| THE REQUEST |
Transcribe verbatim the rows beginning with the one that contains "Hi there! Could you please locate the dune ridge" and ending with the final row, leaving the pictures out of your answer.

| EXERCISE INPUT |
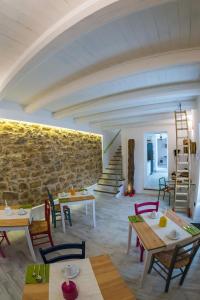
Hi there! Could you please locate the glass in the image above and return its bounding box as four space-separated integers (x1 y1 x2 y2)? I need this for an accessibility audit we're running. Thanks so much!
61 280 78 300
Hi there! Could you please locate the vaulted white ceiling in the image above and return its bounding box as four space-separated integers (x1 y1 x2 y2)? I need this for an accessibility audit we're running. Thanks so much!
0 0 200 128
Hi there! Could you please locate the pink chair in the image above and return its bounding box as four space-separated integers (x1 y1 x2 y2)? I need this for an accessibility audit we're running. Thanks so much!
135 201 159 262
0 231 10 257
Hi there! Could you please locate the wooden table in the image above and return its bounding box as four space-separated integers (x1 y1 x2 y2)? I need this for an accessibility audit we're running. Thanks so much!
22 255 136 300
127 210 197 285
0 206 36 261
58 192 96 232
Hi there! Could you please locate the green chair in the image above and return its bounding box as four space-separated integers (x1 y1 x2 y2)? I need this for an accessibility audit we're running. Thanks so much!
46 187 72 228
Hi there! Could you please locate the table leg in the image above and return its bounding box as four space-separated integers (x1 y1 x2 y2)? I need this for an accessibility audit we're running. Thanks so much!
85 202 88 216
60 204 66 233
92 200 96 227
127 223 132 254
140 251 152 287
25 227 36 262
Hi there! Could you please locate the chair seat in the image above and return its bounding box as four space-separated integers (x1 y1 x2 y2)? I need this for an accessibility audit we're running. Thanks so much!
29 220 48 234
54 204 69 212
155 250 190 269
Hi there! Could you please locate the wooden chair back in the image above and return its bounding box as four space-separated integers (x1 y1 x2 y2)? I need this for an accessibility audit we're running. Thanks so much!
170 237 200 269
135 201 159 215
159 177 167 190
39 241 85 264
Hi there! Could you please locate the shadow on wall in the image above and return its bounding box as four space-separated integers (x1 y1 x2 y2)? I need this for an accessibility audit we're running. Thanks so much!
0 120 102 205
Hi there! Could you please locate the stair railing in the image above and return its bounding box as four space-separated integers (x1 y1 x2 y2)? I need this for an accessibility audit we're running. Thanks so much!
103 130 121 154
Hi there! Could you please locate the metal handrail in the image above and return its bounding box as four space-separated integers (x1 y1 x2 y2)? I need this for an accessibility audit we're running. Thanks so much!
103 130 121 154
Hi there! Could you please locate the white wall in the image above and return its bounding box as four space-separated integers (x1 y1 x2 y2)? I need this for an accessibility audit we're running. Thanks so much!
0 101 121 173
121 120 176 193
192 97 200 222
103 129 121 169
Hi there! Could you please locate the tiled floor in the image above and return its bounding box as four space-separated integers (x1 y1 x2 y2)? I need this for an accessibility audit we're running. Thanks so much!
0 194 200 300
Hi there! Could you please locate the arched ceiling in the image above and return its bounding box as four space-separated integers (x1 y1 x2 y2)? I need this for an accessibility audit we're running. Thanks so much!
0 0 200 127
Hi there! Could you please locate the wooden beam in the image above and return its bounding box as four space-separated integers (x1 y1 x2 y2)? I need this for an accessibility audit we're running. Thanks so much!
93 112 174 128
0 0 174 99
24 48 200 116
53 81 200 119
74 98 196 124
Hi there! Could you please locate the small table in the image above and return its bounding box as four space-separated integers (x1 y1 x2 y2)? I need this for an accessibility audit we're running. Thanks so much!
22 255 136 300
0 207 36 261
127 210 199 285
58 192 96 232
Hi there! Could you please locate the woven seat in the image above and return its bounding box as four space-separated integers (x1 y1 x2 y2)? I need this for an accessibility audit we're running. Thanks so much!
29 200 54 246
54 204 69 212
29 220 48 234
148 237 200 293
155 250 190 269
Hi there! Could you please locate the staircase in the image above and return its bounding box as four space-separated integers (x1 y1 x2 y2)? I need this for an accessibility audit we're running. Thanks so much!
94 146 124 195
173 108 190 215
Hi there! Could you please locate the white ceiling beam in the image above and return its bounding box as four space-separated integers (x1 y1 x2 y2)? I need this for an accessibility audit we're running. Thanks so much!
75 100 196 124
93 112 174 128
53 81 200 119
25 48 200 113
101 117 174 130
0 0 174 99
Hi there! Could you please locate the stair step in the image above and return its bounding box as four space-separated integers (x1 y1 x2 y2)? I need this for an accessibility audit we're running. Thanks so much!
106 168 122 171
99 177 125 181
94 189 117 195
97 183 122 188
176 192 188 196
175 199 188 203
102 172 122 176
110 159 122 161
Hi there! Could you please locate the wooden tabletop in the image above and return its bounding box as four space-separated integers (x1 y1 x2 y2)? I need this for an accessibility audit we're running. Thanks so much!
0 205 29 229
59 195 95 203
131 218 166 250
130 209 193 251
22 255 136 300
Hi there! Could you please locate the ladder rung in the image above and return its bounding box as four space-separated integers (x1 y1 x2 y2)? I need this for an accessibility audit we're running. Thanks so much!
176 192 188 196
175 199 188 203
175 110 186 115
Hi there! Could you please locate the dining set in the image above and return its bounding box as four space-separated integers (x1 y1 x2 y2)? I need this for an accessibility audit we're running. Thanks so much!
0 188 200 300
0 187 96 261
127 201 200 292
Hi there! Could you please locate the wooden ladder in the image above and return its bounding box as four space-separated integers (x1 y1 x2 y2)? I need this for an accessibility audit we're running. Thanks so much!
173 107 190 216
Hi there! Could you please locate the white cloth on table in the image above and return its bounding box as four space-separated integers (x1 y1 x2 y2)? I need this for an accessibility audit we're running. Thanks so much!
49 258 103 300
0 209 32 222
142 212 192 245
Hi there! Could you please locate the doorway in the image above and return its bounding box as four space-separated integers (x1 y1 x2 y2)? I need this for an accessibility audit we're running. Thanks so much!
144 132 168 189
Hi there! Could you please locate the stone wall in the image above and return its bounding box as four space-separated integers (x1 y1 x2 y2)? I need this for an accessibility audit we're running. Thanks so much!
0 121 102 205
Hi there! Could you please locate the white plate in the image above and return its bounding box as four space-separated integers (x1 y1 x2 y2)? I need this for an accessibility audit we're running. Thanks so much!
149 214 158 219
18 210 27 216
166 233 180 240
62 265 80 279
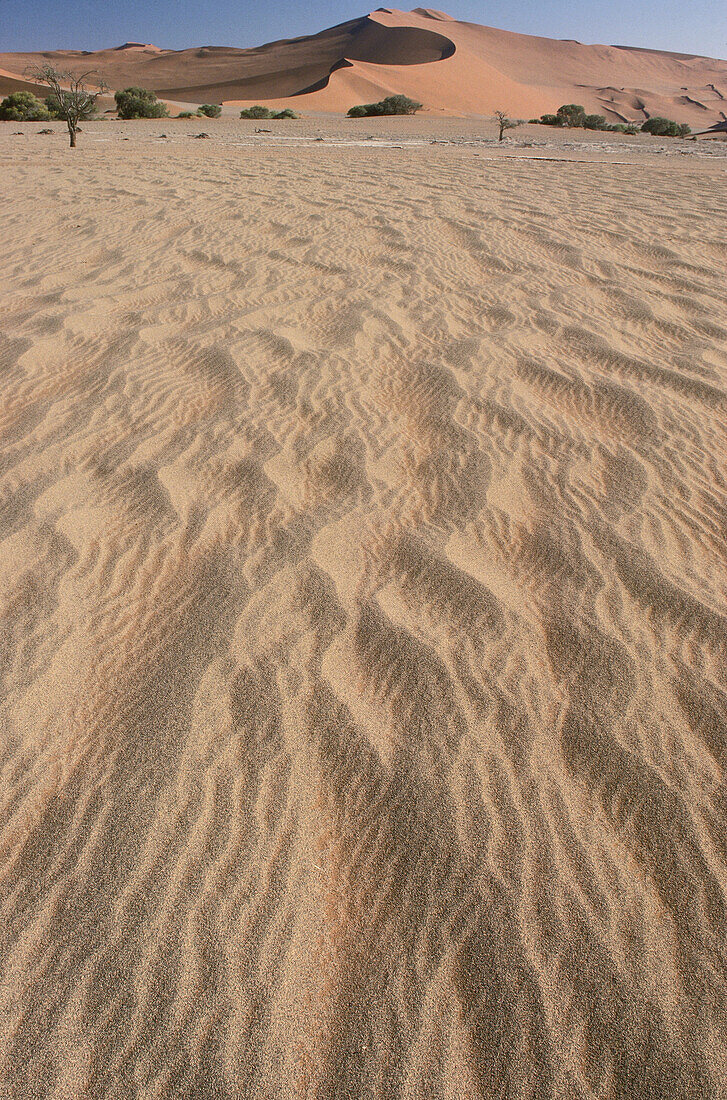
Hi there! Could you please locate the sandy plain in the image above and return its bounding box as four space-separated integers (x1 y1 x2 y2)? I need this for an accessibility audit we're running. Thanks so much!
0 119 727 1100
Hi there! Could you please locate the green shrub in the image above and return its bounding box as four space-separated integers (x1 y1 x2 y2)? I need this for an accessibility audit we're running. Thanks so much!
113 88 169 119
555 103 585 127
641 116 692 138
349 96 423 119
240 103 299 119
0 91 54 122
240 103 273 119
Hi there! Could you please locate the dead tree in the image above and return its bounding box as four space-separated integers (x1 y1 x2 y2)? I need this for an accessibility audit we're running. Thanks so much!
29 65 108 149
495 111 517 141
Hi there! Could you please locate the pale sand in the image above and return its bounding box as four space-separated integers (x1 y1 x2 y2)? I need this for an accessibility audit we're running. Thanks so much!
0 121 727 1100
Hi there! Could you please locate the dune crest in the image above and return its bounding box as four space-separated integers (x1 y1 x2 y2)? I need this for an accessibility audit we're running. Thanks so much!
0 8 727 122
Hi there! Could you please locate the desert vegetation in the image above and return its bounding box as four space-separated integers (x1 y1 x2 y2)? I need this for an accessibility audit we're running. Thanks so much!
0 91 53 122
240 103 299 119
495 111 519 141
530 103 692 138
530 103 638 134
641 116 692 138
349 96 423 119
113 88 169 119
29 65 107 149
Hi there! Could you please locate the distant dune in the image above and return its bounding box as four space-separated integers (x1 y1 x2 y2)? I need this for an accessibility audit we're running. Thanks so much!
0 8 727 128
0 116 727 1100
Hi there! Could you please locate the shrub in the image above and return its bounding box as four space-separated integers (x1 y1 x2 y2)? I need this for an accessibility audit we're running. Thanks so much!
113 88 169 119
495 111 518 141
240 103 273 119
641 116 692 138
240 103 299 119
555 103 585 127
349 96 423 119
0 91 53 122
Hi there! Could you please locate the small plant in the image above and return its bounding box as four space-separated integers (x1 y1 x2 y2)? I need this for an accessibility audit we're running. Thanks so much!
349 96 423 119
240 103 300 119
495 111 517 141
555 103 585 128
113 88 169 120
0 91 55 122
641 116 692 138
240 103 273 119
27 65 108 149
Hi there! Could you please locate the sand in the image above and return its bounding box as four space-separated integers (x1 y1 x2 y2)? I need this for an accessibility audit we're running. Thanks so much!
0 8 727 130
0 120 727 1100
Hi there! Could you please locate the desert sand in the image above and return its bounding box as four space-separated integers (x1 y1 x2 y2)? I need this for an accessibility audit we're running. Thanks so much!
0 8 727 130
0 119 727 1100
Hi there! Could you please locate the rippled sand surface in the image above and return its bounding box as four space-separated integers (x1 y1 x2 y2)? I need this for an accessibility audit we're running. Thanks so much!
0 124 727 1100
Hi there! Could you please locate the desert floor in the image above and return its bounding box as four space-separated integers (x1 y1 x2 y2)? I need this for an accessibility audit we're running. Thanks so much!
0 118 727 1100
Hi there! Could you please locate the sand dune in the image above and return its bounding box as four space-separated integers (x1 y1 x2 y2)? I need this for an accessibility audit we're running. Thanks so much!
0 120 727 1100
0 8 727 129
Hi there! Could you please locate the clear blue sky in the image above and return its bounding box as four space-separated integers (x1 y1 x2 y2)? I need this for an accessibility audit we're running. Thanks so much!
0 0 727 57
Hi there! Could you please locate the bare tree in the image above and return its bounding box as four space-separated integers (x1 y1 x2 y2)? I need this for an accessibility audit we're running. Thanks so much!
495 111 517 141
29 65 108 149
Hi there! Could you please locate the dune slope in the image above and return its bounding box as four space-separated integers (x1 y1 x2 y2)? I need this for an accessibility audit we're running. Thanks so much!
0 8 727 122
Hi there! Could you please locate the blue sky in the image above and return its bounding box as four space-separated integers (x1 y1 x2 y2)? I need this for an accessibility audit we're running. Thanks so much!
0 0 727 57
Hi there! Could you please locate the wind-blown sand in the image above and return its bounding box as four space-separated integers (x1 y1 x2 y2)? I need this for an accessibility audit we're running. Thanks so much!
0 8 727 130
0 120 727 1100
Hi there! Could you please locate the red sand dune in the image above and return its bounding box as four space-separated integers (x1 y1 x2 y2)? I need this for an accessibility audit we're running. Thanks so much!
0 8 727 122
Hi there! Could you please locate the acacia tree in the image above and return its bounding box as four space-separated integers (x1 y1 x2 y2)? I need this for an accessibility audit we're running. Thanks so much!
30 65 108 149
495 111 517 141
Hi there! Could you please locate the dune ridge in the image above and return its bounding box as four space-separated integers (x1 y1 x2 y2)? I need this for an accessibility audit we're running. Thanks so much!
0 121 727 1100
0 8 727 122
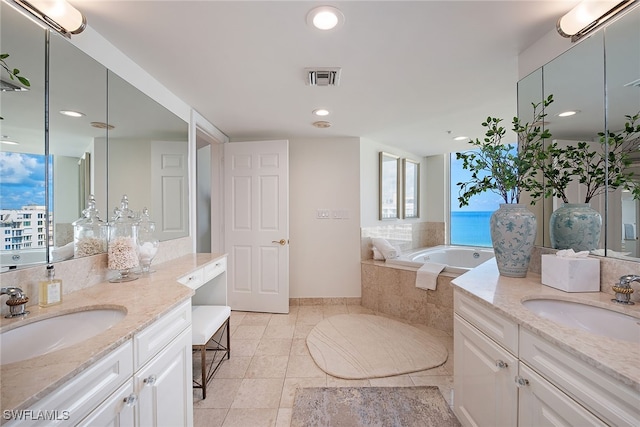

| TASK RESPONSE |
Hi there! Could you please locate the dune ridge in the image above and return its bounding box as four space-separated integers (x1 y1 x2 y2)? I need this for an accessibility audit we're running. Thanks so much!
0 121 727 1100
0 8 727 122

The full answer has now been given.